### TASK INSTRUCTIONS
Your reply should be the following data, copied exactly.

### RECORDED INFORMATION
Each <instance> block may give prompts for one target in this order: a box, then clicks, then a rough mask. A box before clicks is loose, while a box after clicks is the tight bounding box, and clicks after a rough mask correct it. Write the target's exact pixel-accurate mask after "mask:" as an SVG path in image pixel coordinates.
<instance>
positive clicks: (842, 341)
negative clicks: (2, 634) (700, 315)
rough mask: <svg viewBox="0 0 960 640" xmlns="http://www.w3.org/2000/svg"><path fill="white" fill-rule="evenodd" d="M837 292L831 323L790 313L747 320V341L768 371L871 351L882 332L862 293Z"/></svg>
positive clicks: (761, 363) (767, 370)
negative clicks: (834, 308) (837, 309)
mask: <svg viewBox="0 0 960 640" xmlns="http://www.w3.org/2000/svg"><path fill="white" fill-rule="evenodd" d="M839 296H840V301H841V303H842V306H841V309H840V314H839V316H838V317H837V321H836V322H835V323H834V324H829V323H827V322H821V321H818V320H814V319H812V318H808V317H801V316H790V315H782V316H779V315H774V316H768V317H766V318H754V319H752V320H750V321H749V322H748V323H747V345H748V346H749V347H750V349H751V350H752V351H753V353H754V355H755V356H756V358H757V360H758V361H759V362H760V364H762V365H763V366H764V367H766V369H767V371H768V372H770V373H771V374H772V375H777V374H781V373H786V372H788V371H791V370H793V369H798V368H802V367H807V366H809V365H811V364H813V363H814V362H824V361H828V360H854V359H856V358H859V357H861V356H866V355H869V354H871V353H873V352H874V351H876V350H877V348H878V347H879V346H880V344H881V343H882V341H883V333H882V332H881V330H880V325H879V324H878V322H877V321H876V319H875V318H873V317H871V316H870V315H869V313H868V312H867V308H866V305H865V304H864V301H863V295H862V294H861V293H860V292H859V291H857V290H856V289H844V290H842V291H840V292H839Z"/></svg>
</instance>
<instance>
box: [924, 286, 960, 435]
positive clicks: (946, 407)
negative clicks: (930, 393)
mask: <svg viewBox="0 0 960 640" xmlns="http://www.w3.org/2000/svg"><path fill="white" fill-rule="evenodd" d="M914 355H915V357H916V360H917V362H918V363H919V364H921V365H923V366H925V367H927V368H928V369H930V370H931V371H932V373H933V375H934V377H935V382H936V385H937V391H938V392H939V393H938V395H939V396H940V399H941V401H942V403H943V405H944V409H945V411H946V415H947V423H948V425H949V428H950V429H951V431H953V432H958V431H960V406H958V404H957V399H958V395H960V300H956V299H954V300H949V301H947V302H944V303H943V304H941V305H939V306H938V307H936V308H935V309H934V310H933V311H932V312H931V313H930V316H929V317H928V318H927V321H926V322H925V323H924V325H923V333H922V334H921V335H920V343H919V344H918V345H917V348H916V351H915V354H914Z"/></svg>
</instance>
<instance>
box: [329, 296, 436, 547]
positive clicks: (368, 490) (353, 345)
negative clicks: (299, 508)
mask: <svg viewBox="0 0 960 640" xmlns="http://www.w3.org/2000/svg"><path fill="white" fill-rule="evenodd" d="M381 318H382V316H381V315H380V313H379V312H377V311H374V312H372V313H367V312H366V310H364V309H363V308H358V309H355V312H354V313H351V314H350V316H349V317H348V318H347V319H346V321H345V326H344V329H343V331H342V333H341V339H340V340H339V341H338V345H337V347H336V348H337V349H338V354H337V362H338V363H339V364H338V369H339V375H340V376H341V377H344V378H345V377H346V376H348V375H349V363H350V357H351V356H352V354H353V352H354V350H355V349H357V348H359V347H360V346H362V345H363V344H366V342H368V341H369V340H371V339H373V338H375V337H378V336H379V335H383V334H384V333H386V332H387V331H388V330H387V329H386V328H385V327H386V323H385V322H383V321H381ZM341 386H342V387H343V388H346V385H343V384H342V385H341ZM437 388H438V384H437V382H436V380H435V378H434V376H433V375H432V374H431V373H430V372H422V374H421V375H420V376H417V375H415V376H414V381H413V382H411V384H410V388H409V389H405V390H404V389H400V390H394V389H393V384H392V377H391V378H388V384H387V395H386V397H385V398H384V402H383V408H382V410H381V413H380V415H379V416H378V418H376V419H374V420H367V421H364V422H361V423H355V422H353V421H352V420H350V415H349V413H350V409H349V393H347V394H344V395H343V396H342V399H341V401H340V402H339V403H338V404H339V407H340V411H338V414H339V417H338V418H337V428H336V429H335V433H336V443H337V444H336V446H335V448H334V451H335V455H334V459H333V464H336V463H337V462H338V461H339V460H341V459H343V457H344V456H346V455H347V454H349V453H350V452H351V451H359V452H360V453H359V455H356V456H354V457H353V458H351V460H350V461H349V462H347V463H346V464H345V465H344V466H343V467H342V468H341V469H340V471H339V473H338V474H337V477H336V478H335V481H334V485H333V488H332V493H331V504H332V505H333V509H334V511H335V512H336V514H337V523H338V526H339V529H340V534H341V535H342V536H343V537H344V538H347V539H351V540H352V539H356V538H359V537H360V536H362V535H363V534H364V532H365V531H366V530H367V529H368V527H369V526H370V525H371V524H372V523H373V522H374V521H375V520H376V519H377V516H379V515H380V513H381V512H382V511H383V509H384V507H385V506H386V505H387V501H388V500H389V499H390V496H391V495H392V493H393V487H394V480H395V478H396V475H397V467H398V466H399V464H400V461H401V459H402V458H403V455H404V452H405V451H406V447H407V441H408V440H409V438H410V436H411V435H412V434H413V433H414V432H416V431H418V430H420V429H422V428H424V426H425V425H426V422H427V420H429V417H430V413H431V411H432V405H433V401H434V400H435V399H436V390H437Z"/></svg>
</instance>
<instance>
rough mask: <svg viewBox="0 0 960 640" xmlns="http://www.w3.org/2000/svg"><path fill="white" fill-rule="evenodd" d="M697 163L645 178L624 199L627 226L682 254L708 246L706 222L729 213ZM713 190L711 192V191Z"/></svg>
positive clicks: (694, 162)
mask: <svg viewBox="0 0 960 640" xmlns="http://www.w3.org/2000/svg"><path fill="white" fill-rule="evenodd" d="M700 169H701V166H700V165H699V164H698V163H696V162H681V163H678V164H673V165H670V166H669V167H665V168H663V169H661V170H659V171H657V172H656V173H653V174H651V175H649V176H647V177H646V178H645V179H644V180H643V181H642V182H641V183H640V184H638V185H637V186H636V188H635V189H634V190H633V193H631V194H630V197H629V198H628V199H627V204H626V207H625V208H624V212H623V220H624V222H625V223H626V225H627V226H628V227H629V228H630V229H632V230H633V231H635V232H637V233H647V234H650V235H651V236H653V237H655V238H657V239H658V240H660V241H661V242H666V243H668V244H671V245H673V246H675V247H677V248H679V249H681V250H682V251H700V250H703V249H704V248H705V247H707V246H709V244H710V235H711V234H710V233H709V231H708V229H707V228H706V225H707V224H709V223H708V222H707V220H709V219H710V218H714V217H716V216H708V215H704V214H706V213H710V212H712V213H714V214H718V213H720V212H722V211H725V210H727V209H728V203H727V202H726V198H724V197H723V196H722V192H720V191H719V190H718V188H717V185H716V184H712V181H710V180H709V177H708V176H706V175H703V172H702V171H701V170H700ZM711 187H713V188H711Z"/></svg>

### ANSWER
Each <instance> block may give prompts for one target in this order: a box, then clicks, then a rough mask. A box before clicks is loose, while a box after clicks is the tight bounding box, and clicks after a rough mask correct it. Write the target's exact pixel-accurate mask after "mask:" as an SVG path in image pixel coordinates.
<instance>
positive clicks: (842, 341)
negative clicks: (2, 634) (700, 315)
rough mask: <svg viewBox="0 0 960 640" xmlns="http://www.w3.org/2000/svg"><path fill="white" fill-rule="evenodd" d="M837 292L831 323L790 313L747 320V341L768 371L871 351L882 332L862 293Z"/></svg>
positive clicks: (761, 363) (767, 370)
negative clicks: (834, 308) (837, 309)
mask: <svg viewBox="0 0 960 640" xmlns="http://www.w3.org/2000/svg"><path fill="white" fill-rule="evenodd" d="M839 296H840V301H841V303H842V306H841V309H840V314H839V316H838V317H837V321H836V322H835V323H834V324H829V323H827V322H821V321H818V320H814V319H812V318H808V317H801V316H790V315H782V316H779V315H774V316H768V317H766V318H754V319H752V320H750V321H749V322H748V323H747V345H748V346H749V347H750V349H751V350H752V351H753V353H754V355H755V356H756V358H757V360H758V361H759V362H760V364H762V365H763V366H764V367H766V369H767V371H768V372H770V373H771V374H772V375H777V374H781V373H786V372H788V371H791V370H793V369H798V368H802V367H807V366H809V365H811V364H813V363H814V362H824V361H828V360H854V359H856V358H859V357H861V356H866V355H869V354H871V353H873V352H874V351H876V350H877V348H878V347H879V346H880V344H881V343H882V341H883V333H882V332H881V330H880V325H879V324H878V322H877V321H876V319H875V318H873V317H871V316H870V315H869V313H868V312H867V308H866V305H865V304H864V301H863V295H862V294H861V293H860V292H859V291H857V290H856V289H844V290H842V291H840V292H839Z"/></svg>
</instance>
<instance>
box: [924, 286, 960, 435]
positive clicks: (946, 407)
negative clicks: (930, 393)
mask: <svg viewBox="0 0 960 640" xmlns="http://www.w3.org/2000/svg"><path fill="white" fill-rule="evenodd" d="M914 355H915V357H916V360H917V362H918V363H919V364H921V365H923V366H925V367H927V368H928V369H930V370H931V371H932V373H933V375H934V377H935V382H936V385H937V391H938V392H939V393H938V395H939V396H940V399H941V401H942V403H943V405H944V409H945V411H946V415H947V423H948V425H949V428H950V429H951V431H953V432H958V431H960V406H958V404H957V399H958V395H960V300H956V299H954V300H949V301H947V302H944V303H943V304H941V305H939V306H938V307H936V308H935V309H934V310H933V311H932V312H931V313H930V316H929V317H928V318H927V321H926V322H925V323H924V325H923V333H922V334H921V335H920V343H919V344H918V345H917V348H916V351H915V354H914Z"/></svg>
</instance>
<instance>
box: [329, 296, 436, 547]
positive clicks: (368, 490) (353, 345)
negative clicks: (299, 508)
mask: <svg viewBox="0 0 960 640" xmlns="http://www.w3.org/2000/svg"><path fill="white" fill-rule="evenodd" d="M381 318H382V316H381V315H380V313H379V312H377V311H374V312H372V313H367V312H366V310H364V309H363V308H358V309H355V312H354V313H351V314H350V316H349V317H348V318H347V319H346V321H345V326H344V329H343V331H342V333H341V339H340V340H339V341H338V345H337V347H336V348H337V349H338V354H337V362H338V363H339V364H338V369H339V375H340V376H341V377H344V378H345V377H346V376H348V375H349V363H350V357H351V356H352V354H353V352H354V350H355V349H357V348H359V347H360V346H362V345H363V344H366V342H368V341H369V340H371V339H373V338H375V337H378V336H379V335H383V334H384V333H386V332H387V331H388V330H387V329H386V328H385V327H386V323H385V322H383V321H381ZM341 386H342V387H343V388H346V385H343V384H342V385H341ZM437 388H438V384H437V382H436V380H435V378H434V376H433V375H432V374H431V373H430V372H422V374H421V375H420V376H417V375H415V376H414V381H413V382H411V384H410V388H409V389H405V390H404V389H400V390H394V389H393V384H392V377H391V378H388V384H387V395H386V397H385V398H384V402H383V408H382V410H381V413H380V415H379V416H378V418H376V419H374V420H367V421H364V422H361V423H355V422H353V421H352V420H350V415H349V413H350V409H349V393H347V394H344V395H343V396H342V399H341V401H340V402H339V403H338V404H339V407H340V411H338V414H339V417H338V418H337V428H336V429H335V433H336V443H337V444H336V446H335V448H334V451H335V455H334V459H333V464H336V463H337V462H338V461H339V460H341V459H343V457H344V456H346V455H347V454H349V453H350V452H351V451H359V452H360V453H359V455H356V456H354V457H353V458H351V460H350V461H349V462H347V463H346V464H345V465H344V466H343V467H342V468H341V469H340V471H339V473H338V474H337V477H336V478H335V481H334V485H333V488H332V493H331V504H332V505H333V509H334V511H335V512H336V514H337V523H338V526H339V529H340V534H341V535H342V536H343V537H344V538H347V539H351V540H352V539H356V538H359V537H360V536H362V535H363V534H364V532H365V531H366V530H367V529H368V527H369V526H370V525H371V524H372V523H373V522H374V521H375V520H376V519H377V516H379V515H380V513H381V512H382V511H383V509H384V507H385V506H386V505H387V501H388V500H389V499H390V496H391V495H392V493H393V487H394V480H395V478H396V475H397V467H398V466H399V464H400V461H401V459H402V458H403V455H404V452H405V451H406V447H407V441H408V440H409V438H410V436H411V435H412V434H413V433H414V432H416V431H418V430H420V429H422V428H424V426H425V425H426V422H427V420H429V417H430V413H431V411H432V405H433V401H434V400H435V399H436V390H437Z"/></svg>
</instance>
<instance>
rough mask: <svg viewBox="0 0 960 640" xmlns="http://www.w3.org/2000/svg"><path fill="white" fill-rule="evenodd" d="M697 163L645 178L624 199L627 226L682 254L708 246L706 222L729 213ZM713 190L711 192V191Z"/></svg>
positive clicks: (694, 162)
mask: <svg viewBox="0 0 960 640" xmlns="http://www.w3.org/2000/svg"><path fill="white" fill-rule="evenodd" d="M700 169H701V166H700V165H699V164H698V163H696V162H681V163H678V164H673V165H670V166H669V167H665V168H663V169H661V170H659V171H657V172H656V173H653V174H651V175H649V176H647V177H646V178H645V179H644V180H643V181H642V182H641V183H640V184H638V185H637V186H636V188H635V189H634V190H633V193H631V194H630V197H629V198H628V199H627V204H626V207H625V208H624V212H623V220H624V222H625V223H626V225H627V226H628V227H629V228H630V229H632V230H633V231H635V232H637V233H647V234H650V235H651V236H653V237H655V238H657V239H658V240H660V241H661V242H666V243H668V244H671V245H673V246H675V247H677V248H679V249H681V250H682V251H700V250H703V249H704V248H705V247H707V246H709V244H710V235H711V234H710V233H709V231H708V229H707V228H706V225H707V224H709V223H708V222H707V220H709V219H710V218H714V217H716V216H708V215H704V214H706V213H710V212H712V213H714V214H718V213H720V212H722V211H725V210H727V209H728V203H727V202H726V198H724V197H723V196H722V192H720V191H719V190H718V188H717V185H716V184H712V181H710V180H709V177H708V176H706V175H703V172H702V171H701V170H700ZM711 187H713V188H711Z"/></svg>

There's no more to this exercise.